**Task prompt**
Reproduce every one of the following records verbatim, line for line, without any alteration.
________
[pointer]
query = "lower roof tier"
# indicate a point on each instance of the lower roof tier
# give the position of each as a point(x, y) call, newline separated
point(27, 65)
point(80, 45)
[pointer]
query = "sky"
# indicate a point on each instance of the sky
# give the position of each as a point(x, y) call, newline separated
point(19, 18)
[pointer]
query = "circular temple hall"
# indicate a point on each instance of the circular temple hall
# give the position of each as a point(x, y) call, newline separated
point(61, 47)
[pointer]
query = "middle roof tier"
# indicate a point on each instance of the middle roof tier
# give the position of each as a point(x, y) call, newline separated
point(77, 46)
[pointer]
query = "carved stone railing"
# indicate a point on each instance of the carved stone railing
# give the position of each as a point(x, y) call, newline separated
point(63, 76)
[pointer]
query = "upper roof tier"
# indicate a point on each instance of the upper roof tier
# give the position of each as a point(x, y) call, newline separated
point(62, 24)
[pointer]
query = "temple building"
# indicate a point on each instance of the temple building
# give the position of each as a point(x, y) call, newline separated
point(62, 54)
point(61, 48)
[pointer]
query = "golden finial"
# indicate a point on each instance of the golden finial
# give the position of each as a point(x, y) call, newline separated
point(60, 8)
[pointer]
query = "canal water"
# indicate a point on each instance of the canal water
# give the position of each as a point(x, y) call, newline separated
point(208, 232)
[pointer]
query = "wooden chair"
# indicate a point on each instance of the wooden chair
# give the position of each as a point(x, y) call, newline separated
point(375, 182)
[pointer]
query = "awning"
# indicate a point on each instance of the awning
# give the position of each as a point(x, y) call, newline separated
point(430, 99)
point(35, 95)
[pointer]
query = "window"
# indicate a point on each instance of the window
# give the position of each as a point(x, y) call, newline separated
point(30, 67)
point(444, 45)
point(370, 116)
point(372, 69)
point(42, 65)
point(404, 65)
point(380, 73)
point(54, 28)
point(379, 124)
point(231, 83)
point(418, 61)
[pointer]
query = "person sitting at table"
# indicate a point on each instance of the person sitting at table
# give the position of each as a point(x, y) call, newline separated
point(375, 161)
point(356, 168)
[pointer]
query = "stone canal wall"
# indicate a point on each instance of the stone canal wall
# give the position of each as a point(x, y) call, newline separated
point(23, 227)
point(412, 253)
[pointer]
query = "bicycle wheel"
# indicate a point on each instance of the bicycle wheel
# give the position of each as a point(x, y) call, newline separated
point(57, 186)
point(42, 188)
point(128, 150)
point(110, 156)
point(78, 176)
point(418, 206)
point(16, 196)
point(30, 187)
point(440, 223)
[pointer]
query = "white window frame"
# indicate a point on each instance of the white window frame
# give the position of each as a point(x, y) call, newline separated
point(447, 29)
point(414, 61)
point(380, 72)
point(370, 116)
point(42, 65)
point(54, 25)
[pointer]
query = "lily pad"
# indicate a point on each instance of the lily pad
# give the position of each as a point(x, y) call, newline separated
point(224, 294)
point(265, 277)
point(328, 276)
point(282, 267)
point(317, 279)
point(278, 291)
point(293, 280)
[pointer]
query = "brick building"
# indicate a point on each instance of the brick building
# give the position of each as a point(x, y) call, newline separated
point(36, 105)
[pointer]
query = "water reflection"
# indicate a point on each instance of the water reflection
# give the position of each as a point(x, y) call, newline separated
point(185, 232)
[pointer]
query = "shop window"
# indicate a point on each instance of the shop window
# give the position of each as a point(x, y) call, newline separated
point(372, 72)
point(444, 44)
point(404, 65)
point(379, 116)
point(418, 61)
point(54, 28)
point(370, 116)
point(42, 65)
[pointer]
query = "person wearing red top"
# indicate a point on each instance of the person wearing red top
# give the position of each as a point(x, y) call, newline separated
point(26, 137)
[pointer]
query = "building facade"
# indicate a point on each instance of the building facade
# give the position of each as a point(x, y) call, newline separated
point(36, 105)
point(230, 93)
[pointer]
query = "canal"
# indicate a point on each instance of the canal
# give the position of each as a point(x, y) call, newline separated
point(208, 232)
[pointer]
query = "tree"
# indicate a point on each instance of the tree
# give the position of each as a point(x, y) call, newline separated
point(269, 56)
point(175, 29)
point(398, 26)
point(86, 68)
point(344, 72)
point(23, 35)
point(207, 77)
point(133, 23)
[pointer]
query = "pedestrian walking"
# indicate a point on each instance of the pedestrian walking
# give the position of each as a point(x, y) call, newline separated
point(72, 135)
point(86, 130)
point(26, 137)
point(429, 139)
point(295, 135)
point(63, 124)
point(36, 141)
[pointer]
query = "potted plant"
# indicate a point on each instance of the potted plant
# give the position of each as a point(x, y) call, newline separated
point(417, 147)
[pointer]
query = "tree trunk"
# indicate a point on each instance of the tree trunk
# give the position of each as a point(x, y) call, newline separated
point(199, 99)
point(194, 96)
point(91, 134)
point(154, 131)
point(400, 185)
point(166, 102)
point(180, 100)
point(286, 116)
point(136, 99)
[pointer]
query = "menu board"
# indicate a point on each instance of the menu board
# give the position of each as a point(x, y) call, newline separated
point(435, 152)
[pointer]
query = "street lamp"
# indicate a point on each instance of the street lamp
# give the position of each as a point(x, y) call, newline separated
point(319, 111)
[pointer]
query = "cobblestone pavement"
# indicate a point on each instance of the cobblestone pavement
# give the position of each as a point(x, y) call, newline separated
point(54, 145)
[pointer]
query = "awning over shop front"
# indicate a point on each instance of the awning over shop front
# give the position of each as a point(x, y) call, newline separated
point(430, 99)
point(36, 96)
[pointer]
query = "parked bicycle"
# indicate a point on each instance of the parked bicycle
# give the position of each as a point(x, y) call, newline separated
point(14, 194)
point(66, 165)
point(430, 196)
________
**Answer to the exercise**
[pointer]
query = "lower roof tier"
# indicate a point on each instance of the lower roof tier
# give the position of each as a point(x, y) call, newline separated
point(27, 65)
point(80, 45)
[pointer]
query = "sky"
# indicate a point on each instance of the sky
# give the position of each as a point(x, y) call, newline separated
point(19, 18)
[pointer]
query = "circular temple hall"
# indicate a point on each instance of the circular temple hall
# give the position of each as a point(x, y) call, newline separated
point(61, 47)
[pointer]
query = "middle roof tier"
# indicate a point on each instance of the middle roof tier
# give the position of each as a point(x, y) call, newline separated
point(77, 46)
[pointer]
query = "carved stone railing"
# indicate a point on each instance of the carved stone railing
# give the position of each as a point(x, y) call, newline separated
point(63, 76)
[pointer]
query = "upper roof tier"
# indicate a point on each instance of the upper roof tier
# give the position of each as a point(x, y) call, newline separated
point(62, 24)
[pointer]
query = "temple building"
# indicate a point on each instance of the temple building
# give the position of each as a point(x, y) call, newline separated
point(62, 54)
point(61, 48)
[pointer]
query = "golden finial"
# indicate a point on each instance of the golden finial
# give the position of each as a point(x, y) call, newline separated
point(60, 8)
[pointer]
query = "canal water"
# indicate a point on each instance of the canal water
# give the position of each as a point(x, y) call, newline separated
point(208, 232)
[pointer]
query = "wooden chair"
# indicate a point on each instance of the wooden chair
# give the position of each as a point(x, y) call, newline separated
point(375, 182)
[pointer]
query = "awning"
# indicate a point on each instance of the awning
# give the position of each as a point(x, y) call, newline separated
point(430, 99)
point(35, 95)
[pointer]
query = "window"
# indicate a point on each instance of the window
# give the position of each as a point(x, y) call, newline separated
point(30, 67)
point(444, 45)
point(370, 116)
point(372, 69)
point(42, 65)
point(404, 65)
point(380, 73)
point(54, 28)
point(379, 124)
point(231, 83)
point(418, 61)
[pointer]
query = "person sitting at table"
# indicate a point on each instance of the person sitting at table
# give the position of each as a point(x, y) call, newline separated
point(375, 161)
point(356, 168)
[pointer]
query = "stone canal wall"
# indicate a point on each instance of the stone canal wall
# give the position of each as a point(x, y) call, newline separated
point(23, 227)
point(412, 253)
[pointer]
query = "bicycle wheel"
# indicate a point on each instance of the bicycle wheel
# give the position of each as a point(x, y) call, newline separated
point(57, 186)
point(42, 188)
point(128, 150)
point(110, 156)
point(78, 176)
point(418, 206)
point(16, 196)
point(30, 187)
point(440, 223)
[pointer]
query = "white window frame"
# indicate a point on each instance of the white window frame
# give the position of each as a point(x, y) call, newline separated
point(447, 29)
point(414, 61)
point(380, 72)
point(370, 116)
point(42, 65)
point(54, 25)
[pointer]
query = "lily pad"
# indicate a point on each instance of the lily pad
# give the position of each as a point(x, y) call, newline separated
point(224, 294)
point(265, 277)
point(328, 276)
point(282, 267)
point(317, 279)
point(278, 291)
point(293, 280)
[pointer]
query = "brick building"
# indicate a point on each instance of the brick building
# give the position of each as a point(x, y) call, newline separated
point(36, 105)
[pointer]
query = "water reflection"
# indicate a point on each instance of the water reflection
# give the position of each as a point(x, y) call, newline separated
point(185, 232)
[pointer]
query = "shop window"
# indicate a point on each instance of the shop window
# give the position of each as a point(x, y) call, newline separated
point(372, 72)
point(444, 44)
point(404, 65)
point(379, 116)
point(418, 61)
point(54, 28)
point(370, 116)
point(42, 65)
[pointer]
query = "person wearing red top"
# indicate a point on each instance of the person wearing red top
# give the position of each as a point(x, y) call, newline separated
point(26, 137)
[pointer]
query = "building facade"
# indicate a point on each instance of the building facade
# give the position of each as a point(x, y) call, newline separated
point(36, 105)
point(230, 93)
[pointer]
query = "canal"
# indicate a point on each instance of the canal
# give the position of each as a point(x, y) call, newline separated
point(208, 232)
[pointer]
query = "tree"
# indicate a point on each instance of the tree
# give the position of each as a point(x, y) call, newline separated
point(269, 56)
point(175, 29)
point(398, 26)
point(86, 68)
point(344, 72)
point(23, 35)
point(207, 77)
point(133, 23)
[pointer]
query = "pedestrian walking"
# indicate a point on each instance of the pedestrian walking
# give the position of each as a point(x, y) call, newline separated
point(72, 135)
point(86, 130)
point(26, 137)
point(429, 139)
point(295, 135)
point(63, 124)
point(36, 141)
[pointer]
query = "potted plant"
# indicate a point on each instance of the potted plant
# give the position of each as a point(x, y) call, newline separated
point(417, 147)
[pointer]
query = "tree trunk"
# indicate a point on each instance of the tree trunk
# give the position of each as a point(x, y) call, newline separated
point(199, 99)
point(194, 96)
point(91, 134)
point(154, 131)
point(400, 185)
point(166, 102)
point(180, 100)
point(286, 116)
point(136, 99)
[pointer]
query = "menu board"
# indicate a point on each instance of the menu board
# give the position of each as a point(x, y) call, newline separated
point(435, 152)
[pointer]
query = "street lamp"
# indicate a point on each instance of the street lamp
# give the position of each as a point(x, y) call, newline separated
point(319, 111)
[pointer]
query = "cobblestone pavement"
# indicate a point on each instance of the cobblestone pavement
# give the position of each as a point(x, y) call, newline separated
point(54, 145)
[pointer]
query = "awning over shop front"
# indicate a point on each instance of the awning over shop front
# give the position of each as a point(x, y) call, newline separated
point(430, 99)
point(36, 96)
[pointer]
query = "parked bicycle"
# indicate a point on each instance of the parked bicycle
# give the position of each as a point(x, y) call, newline separated
point(14, 194)
point(66, 165)
point(430, 196)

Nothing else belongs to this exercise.